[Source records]
----------------
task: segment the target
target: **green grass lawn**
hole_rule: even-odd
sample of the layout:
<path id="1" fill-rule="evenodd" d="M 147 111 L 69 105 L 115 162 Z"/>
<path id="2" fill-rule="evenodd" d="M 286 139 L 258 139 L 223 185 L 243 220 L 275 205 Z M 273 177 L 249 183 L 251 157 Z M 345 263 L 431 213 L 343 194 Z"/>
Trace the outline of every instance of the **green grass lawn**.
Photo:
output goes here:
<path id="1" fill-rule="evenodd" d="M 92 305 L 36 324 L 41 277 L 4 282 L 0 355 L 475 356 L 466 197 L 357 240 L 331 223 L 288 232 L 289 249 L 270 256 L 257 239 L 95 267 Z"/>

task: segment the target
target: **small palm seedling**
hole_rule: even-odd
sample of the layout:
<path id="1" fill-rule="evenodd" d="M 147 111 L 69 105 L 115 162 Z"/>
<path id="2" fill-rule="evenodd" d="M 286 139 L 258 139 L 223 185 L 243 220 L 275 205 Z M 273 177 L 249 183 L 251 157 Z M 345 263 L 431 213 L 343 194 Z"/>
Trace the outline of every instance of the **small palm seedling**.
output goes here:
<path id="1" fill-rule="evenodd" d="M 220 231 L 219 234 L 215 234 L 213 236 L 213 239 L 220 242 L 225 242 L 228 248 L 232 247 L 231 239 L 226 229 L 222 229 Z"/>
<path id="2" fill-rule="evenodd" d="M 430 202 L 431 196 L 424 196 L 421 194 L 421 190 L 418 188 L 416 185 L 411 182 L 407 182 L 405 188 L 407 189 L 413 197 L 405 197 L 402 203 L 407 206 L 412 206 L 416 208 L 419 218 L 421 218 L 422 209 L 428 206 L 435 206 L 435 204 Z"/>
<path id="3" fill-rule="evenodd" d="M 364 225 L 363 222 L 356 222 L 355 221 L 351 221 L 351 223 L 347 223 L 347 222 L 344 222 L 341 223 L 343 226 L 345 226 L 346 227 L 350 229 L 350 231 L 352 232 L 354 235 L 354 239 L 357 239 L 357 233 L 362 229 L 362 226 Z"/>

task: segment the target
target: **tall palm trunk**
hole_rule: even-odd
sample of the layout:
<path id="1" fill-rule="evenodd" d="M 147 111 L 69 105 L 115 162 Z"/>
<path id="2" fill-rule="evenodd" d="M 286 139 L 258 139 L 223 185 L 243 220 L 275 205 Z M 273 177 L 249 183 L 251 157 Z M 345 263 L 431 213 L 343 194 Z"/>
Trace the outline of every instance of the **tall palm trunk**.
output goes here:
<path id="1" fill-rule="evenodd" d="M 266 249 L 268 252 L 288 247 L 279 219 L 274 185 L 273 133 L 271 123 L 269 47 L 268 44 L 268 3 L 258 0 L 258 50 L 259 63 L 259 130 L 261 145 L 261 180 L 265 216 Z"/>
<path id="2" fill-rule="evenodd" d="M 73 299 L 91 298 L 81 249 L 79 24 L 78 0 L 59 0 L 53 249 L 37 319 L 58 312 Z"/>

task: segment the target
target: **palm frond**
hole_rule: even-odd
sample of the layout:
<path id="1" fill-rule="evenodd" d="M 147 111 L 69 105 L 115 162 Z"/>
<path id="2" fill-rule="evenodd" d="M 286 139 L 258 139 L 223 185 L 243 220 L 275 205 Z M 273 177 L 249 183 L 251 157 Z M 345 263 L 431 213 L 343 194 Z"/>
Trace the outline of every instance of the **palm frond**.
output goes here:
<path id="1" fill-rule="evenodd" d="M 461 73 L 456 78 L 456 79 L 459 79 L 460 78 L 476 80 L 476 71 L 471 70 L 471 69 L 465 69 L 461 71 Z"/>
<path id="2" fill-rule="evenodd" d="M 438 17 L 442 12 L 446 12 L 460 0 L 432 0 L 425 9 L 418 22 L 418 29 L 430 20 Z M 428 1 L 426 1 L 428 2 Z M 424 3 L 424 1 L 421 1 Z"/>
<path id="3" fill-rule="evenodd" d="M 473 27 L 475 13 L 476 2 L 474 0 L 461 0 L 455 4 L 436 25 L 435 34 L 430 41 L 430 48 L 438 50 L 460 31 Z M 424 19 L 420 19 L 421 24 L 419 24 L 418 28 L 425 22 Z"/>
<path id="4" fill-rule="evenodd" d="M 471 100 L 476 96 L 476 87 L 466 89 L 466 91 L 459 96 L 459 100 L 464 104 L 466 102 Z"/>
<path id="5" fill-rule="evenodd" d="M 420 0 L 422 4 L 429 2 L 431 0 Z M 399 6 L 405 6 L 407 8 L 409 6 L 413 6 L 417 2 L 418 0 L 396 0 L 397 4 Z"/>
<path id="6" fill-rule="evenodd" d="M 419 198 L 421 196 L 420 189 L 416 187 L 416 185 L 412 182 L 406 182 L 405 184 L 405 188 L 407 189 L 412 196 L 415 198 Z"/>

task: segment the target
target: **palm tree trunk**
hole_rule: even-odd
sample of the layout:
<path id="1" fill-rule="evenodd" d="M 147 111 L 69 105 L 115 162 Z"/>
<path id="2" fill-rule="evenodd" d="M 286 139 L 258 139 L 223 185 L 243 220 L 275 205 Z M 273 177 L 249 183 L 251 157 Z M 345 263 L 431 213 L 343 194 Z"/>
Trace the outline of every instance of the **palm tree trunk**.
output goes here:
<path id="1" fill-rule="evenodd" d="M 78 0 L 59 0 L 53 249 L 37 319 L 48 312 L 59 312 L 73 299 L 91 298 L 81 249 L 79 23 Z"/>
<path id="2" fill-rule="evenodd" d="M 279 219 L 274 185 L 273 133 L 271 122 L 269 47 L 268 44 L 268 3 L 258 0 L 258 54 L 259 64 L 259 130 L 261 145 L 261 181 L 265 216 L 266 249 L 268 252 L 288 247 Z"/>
----------------
● **AIM**
Write out the entries again from the first line through the line containing "92 305 L 36", both included. Switch "lawn" to "turf" and leave everything else unchanged.

● **WRITTEN ANSWER**
task: segment the target
target: **green grass turf**
hole_rule: even-odd
sample of the layout:
<path id="1" fill-rule="evenodd" d="M 147 111 L 69 105 L 115 162 Z"/>
<path id="2" fill-rule="evenodd" d="M 286 139 L 258 139 L 223 185 L 243 220 L 275 205 Z M 273 177 L 249 183 L 251 157 Z M 345 263 L 431 213 L 343 194 Z"/>
Trace the outline of every instance of the **green grass turf**.
Photo:
output goes here:
<path id="1" fill-rule="evenodd" d="M 92 305 L 36 324 L 41 277 L 4 282 L 0 355 L 475 356 L 466 197 L 357 240 L 331 223 L 288 232 L 289 249 L 270 256 L 257 239 L 95 267 Z"/>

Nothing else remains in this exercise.